Practically, there are other effects that affect the image formation, like spherical aberration, Chromatic aberration, reflection of the light through dust particles, not perfect mirror ...(14 votes)
- When the object is in front of the mirror you get a real image, now why I see the reflexion in the mirror? for instance in a spoon I see my reflexion inverted but not in front of the spoon I see it in the spoon, it looks like the image is virtual.
Than you.(11 votes)
- That's because the object (in this case, your face) is "after" the focus of the spoon. So as Sal explained in the last case, the image is fact virtual.(7 votes)
- Will we be able to see the real image without screen?(13 votes)
- If an incident ray were to go through the center of curvature, would it's reflected ray go directly back along the same path it's incident ray took?(6 votes)
- what if the object is at infinity?.....where will the image be formed then?(3 votes)
- If the object is at infinity, the object will be formed in the image focal plan (I don't know how to translate it from french)
You already know that a ray passing by O (the center of the lens) will forever go straight, and that a ray passing by F will be devied perpendicularly to the lens. You also know that before they hit the lens, the rays of an object at infinity will be parallel. So, the meeting point of these two rays will always be in the image focal plan : so F' and A' will be the same point.
I tried to do my best to translate, tell me if you don't understand ;)(5 votes)
- What exactly is the center of curvature?(7 votes)
- In calculus, we talk about curvature of a function. Imagine it as if you were driving along a road shaped like your function (in this case, a parabola). At a specific point, you ceased to turn the wheel and held it in the current position. You would begin to drive in a circle, right? The center of curvature IS the center of that circle!(2 votes)
- Can parabolic mirrors and magnifying glasses be used to make a highly concentrated beam of light ( a laser )(2 votes)

■ RECORD EXCERPTS:

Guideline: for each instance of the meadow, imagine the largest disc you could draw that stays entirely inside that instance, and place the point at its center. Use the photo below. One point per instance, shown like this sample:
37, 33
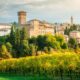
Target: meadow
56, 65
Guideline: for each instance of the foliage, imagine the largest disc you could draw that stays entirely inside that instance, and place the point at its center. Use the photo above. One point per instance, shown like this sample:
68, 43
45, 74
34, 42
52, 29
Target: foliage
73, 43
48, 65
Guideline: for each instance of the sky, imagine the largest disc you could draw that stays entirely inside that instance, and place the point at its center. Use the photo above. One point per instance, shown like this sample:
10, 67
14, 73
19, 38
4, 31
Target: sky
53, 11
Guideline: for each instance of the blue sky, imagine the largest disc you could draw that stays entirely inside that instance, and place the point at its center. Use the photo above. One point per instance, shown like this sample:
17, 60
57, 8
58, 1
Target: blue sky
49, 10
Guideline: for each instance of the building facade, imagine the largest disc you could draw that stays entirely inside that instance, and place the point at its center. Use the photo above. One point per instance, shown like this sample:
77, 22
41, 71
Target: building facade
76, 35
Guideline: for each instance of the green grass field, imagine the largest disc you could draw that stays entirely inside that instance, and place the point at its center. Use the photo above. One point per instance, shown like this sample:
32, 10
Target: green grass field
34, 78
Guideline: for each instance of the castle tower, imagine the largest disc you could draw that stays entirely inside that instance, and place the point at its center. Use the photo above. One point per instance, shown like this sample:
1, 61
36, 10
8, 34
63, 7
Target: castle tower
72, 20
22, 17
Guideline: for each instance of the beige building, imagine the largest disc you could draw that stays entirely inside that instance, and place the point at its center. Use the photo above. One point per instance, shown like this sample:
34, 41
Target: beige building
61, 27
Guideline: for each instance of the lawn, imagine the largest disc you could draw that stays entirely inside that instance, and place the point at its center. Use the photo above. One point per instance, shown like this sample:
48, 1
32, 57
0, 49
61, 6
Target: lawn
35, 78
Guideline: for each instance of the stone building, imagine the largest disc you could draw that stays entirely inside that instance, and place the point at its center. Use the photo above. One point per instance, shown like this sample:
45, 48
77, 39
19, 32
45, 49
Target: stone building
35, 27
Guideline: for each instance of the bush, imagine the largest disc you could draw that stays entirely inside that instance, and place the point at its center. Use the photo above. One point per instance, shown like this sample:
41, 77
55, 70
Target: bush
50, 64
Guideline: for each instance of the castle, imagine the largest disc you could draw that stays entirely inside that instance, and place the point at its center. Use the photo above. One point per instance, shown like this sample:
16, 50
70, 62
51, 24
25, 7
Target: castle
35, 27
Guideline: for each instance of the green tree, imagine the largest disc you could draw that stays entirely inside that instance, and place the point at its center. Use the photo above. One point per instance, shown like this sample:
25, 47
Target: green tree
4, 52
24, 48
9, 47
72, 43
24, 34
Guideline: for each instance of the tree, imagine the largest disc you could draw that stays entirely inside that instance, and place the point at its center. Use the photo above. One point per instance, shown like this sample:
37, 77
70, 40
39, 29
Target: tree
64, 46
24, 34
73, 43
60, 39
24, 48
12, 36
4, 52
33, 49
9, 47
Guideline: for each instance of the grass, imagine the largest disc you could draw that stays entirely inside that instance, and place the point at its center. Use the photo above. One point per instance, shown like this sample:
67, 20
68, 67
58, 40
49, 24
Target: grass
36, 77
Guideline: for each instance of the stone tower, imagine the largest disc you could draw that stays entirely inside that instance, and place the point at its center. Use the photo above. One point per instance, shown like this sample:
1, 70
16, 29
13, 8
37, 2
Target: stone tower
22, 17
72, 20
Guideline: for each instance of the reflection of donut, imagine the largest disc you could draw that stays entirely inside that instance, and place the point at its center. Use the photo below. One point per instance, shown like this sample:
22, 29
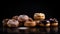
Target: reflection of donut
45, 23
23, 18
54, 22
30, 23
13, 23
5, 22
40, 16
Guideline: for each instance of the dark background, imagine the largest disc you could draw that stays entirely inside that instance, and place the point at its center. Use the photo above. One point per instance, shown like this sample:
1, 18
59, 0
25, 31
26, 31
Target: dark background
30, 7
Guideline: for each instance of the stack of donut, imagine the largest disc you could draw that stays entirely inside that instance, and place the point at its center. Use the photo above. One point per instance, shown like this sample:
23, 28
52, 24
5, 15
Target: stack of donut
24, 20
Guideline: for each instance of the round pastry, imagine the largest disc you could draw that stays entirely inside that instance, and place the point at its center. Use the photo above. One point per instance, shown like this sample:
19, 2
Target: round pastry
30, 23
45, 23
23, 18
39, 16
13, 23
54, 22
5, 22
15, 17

...

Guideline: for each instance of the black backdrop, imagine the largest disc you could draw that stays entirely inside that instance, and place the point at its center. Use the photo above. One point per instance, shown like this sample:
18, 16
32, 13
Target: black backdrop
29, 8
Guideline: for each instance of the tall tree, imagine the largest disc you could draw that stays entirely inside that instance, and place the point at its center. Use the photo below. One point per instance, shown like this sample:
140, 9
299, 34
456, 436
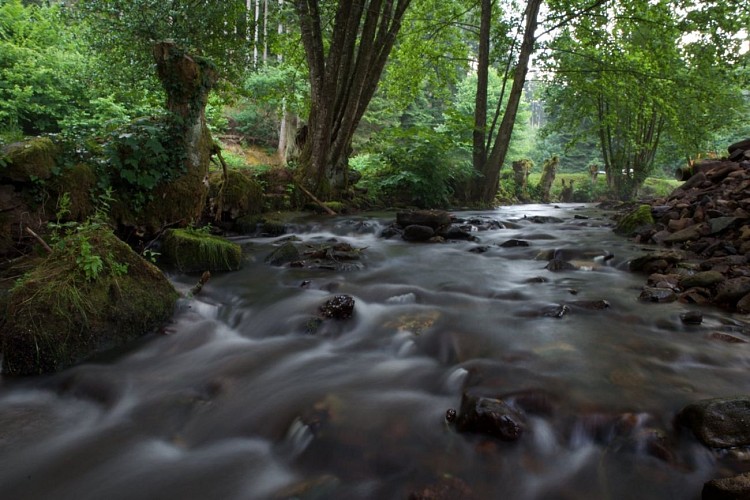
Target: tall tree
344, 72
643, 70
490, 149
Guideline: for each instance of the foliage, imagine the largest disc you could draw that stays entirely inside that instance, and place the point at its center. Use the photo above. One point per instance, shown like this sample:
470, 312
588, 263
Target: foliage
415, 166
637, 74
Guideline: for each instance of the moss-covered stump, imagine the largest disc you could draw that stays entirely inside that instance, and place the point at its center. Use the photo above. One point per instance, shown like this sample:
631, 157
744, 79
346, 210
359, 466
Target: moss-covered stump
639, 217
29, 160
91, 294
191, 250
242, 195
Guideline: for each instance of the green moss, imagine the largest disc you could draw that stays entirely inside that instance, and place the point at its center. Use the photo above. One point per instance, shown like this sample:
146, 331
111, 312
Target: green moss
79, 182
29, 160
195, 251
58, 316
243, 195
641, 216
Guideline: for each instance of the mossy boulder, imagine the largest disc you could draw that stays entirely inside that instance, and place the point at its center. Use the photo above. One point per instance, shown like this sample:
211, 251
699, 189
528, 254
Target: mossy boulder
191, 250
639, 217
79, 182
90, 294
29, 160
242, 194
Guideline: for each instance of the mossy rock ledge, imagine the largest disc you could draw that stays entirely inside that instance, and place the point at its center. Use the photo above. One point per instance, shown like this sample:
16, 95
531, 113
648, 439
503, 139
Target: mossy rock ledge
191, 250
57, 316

■ JOB:
Continue the forum thread on mirrors and image formation from the point where it stops.

■ RESULT BELOW:
- It is impossible to form a narrowly confined completely parallel beam of light from a divergent bundle of light. You can focus it down to a point, but behind that point it will diverge nevertheless.
Apart from that, laser light has the property of being coherent, i.e. it consists of only one colour and has one defined phase (the pulsation of the electromagnetic field is very ordered). These properties are achievable only with a laser (or similar device).(4 votes)
- in the first few cases wouldn't you still be able to see your image in the concave mirror (virtual) but here if you trace back the lines they are diverging so how could u see an image in the mirror?(3 votes)
- what is the centre of curvature ?(2 votes)
- Consider a sphere of radius R. If we cut a part of that sphere that looks like an arc whose center is the same as that of the sphere then that point is called the center of curvature. Its actually the center of a sphere which is cut to form a mirror.(3 votes)
- Why do all the reflected rays of the rays parallel to the simmetry line go through the focus? I mean, how do rays reflect in a paraboloid surface? Do they do so as if in a tangent plane to the surface?(1 vote)
- Reflected rays always follow the same rule: angle of incidence = angle of reflection. The result of that, for a parabolic mirror, is that rays that come in parallel go out through the focus, and rays that come in through the focus go out parallel.(3 votes)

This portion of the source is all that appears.